Everything from the line with "Place a point on every instance of the front grille" through the last line of the records below should be copied exactly, both ends included.

# Records for processing
******
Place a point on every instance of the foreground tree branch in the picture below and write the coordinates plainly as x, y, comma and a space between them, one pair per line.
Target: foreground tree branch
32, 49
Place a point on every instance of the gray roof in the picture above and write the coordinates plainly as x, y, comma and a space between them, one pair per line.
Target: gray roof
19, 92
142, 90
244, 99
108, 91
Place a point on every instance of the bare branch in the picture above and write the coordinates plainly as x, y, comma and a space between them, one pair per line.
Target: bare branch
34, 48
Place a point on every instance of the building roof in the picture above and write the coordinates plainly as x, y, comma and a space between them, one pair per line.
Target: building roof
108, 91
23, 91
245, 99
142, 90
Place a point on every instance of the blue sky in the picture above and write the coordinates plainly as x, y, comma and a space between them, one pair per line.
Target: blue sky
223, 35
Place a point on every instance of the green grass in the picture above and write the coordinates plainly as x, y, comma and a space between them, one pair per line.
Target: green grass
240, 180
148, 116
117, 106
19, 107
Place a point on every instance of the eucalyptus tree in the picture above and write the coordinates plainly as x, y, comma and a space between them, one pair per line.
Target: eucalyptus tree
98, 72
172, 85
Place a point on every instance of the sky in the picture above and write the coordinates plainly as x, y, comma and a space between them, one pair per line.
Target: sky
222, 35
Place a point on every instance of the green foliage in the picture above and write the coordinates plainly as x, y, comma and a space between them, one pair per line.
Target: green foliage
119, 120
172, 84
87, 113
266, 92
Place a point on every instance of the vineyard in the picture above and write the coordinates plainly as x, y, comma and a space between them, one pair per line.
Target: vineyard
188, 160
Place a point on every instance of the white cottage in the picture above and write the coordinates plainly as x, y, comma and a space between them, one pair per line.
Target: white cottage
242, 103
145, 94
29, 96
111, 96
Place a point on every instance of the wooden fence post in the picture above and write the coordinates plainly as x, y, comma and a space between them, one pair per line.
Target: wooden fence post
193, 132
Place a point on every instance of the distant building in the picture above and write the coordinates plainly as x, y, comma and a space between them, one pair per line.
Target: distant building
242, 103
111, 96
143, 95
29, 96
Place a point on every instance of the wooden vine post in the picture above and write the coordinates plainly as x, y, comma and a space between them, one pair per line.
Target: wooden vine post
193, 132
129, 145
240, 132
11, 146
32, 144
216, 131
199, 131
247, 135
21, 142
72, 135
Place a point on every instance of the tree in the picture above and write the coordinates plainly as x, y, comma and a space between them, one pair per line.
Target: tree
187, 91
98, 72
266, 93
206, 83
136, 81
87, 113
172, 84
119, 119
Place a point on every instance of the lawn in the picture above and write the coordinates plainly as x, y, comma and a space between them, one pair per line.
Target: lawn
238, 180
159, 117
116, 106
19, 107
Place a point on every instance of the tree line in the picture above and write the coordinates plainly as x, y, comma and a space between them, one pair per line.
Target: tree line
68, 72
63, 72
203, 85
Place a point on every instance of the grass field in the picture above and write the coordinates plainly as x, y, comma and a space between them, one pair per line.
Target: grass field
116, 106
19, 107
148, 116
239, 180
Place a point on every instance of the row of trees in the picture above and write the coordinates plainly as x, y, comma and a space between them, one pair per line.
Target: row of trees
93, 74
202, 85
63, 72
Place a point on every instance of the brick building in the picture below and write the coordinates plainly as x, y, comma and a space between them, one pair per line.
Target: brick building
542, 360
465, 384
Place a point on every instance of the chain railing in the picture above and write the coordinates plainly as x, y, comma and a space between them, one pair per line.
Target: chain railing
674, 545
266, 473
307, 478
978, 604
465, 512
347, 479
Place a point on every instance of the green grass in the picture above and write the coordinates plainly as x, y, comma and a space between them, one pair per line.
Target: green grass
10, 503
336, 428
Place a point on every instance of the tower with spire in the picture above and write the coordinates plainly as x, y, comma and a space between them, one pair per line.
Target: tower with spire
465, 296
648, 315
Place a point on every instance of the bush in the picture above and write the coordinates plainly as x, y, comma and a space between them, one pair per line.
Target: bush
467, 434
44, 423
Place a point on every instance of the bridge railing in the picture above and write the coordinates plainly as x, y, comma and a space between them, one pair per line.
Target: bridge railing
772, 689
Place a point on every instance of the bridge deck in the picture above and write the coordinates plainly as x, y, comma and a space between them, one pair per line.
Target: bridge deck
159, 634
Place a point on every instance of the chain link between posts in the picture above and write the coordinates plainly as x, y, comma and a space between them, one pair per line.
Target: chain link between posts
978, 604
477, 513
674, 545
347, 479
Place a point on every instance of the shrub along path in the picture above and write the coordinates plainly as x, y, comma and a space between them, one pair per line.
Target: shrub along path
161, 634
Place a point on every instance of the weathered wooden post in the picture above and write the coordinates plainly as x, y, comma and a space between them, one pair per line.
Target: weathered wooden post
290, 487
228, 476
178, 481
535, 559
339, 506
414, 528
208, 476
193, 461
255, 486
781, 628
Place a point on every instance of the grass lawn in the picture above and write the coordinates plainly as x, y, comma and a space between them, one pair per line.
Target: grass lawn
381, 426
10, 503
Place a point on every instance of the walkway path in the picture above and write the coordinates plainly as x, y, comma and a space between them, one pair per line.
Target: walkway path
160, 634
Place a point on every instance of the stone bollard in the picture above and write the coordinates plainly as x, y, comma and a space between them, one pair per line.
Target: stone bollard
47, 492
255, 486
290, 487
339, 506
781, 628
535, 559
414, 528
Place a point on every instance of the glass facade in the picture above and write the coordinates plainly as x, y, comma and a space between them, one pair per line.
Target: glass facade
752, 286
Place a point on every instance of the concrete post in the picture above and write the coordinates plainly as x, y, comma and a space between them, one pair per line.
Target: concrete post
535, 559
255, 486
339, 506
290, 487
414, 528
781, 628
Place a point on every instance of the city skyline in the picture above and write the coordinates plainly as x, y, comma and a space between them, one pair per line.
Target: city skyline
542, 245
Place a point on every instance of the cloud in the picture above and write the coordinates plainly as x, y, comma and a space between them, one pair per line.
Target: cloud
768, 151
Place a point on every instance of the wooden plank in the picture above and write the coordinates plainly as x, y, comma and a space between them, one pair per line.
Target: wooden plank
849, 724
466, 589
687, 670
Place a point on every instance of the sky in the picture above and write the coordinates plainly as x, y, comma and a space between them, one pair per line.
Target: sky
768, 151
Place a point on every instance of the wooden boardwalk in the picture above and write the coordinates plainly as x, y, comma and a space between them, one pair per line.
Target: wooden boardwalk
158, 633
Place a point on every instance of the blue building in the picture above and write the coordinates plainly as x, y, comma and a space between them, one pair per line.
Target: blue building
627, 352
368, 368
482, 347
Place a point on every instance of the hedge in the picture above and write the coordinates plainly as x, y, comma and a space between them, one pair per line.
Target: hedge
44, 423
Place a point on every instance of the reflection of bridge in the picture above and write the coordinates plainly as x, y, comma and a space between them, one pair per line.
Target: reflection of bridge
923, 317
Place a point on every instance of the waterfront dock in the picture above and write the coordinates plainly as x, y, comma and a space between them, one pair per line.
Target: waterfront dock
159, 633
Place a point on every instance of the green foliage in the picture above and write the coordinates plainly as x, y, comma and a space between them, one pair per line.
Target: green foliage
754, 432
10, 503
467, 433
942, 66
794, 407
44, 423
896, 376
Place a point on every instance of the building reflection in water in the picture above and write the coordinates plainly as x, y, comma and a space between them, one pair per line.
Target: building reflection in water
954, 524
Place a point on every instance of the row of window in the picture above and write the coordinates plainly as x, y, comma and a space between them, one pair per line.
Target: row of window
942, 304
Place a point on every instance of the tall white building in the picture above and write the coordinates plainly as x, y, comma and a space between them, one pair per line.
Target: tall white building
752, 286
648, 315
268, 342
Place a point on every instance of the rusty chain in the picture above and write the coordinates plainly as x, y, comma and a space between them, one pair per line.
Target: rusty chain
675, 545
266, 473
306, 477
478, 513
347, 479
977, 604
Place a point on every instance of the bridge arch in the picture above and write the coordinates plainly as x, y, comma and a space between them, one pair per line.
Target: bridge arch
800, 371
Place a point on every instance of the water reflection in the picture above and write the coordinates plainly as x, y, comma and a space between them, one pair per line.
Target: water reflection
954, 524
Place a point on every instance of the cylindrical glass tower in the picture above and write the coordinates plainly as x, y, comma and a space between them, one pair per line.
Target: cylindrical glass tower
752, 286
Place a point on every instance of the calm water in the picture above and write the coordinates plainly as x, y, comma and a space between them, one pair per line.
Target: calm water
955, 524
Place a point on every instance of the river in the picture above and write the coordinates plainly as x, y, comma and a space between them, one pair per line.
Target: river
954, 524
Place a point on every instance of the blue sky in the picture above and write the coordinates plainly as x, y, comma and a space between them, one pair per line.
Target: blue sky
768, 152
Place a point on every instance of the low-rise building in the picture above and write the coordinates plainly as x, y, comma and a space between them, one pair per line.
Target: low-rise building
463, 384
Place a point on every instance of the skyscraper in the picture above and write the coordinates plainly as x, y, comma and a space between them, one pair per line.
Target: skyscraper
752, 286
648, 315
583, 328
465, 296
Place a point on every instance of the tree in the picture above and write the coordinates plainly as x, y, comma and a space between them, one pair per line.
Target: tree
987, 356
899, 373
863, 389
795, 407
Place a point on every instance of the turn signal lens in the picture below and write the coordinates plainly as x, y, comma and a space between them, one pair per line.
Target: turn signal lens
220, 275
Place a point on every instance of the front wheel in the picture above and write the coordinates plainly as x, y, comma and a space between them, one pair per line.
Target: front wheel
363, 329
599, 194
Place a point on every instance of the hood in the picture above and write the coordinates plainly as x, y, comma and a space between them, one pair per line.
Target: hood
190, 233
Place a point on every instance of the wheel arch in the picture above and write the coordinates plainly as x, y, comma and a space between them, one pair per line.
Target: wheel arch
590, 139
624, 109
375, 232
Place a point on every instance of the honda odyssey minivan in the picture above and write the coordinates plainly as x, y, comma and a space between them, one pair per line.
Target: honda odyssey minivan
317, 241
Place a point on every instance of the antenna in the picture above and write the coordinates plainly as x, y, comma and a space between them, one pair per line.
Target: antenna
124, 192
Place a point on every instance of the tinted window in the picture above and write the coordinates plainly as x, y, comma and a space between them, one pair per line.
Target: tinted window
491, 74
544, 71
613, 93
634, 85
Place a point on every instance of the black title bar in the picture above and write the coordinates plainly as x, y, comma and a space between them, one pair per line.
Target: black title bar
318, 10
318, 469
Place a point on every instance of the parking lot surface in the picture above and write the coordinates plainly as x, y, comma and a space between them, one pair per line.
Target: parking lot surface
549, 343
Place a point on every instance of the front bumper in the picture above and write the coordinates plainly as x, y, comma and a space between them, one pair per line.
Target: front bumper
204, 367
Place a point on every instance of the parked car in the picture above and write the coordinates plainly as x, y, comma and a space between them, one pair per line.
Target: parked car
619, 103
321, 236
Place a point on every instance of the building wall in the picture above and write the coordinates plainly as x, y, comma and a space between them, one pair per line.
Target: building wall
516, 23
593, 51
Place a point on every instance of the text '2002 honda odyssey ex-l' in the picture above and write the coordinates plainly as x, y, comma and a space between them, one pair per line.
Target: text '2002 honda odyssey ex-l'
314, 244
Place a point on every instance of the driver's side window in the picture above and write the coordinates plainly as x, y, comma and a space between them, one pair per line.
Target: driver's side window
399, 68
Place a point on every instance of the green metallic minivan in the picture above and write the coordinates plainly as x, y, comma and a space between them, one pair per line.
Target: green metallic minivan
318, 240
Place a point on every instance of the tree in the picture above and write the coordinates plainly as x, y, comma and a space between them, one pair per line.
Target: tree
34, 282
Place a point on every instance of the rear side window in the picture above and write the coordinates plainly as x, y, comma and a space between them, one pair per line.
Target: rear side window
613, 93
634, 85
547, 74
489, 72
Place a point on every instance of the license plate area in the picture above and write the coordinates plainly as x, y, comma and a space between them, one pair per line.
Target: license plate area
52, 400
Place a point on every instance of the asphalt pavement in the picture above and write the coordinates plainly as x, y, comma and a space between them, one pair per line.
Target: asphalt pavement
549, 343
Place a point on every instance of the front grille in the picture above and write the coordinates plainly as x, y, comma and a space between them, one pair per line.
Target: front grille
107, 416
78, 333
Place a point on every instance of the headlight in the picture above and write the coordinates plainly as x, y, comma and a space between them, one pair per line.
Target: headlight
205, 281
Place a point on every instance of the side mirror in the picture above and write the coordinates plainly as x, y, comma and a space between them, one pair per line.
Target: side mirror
******
# Complete response
Place a point on every instance of the front grille in the picture above and write the coordinates plainly as x, y, comma and a space between them, one pair per line.
Target: front grille
107, 416
78, 333
Place a point on every instance of the headlight in the picture above and write the coordinates plainly as x, y, comma and a space between them, one pair per line.
Target: headlight
205, 281
Place a point on every instance of the side mirror in the picture above and write the coordinates plainly as x, y, comma and a space between them, one pair per line.
Target: side mirror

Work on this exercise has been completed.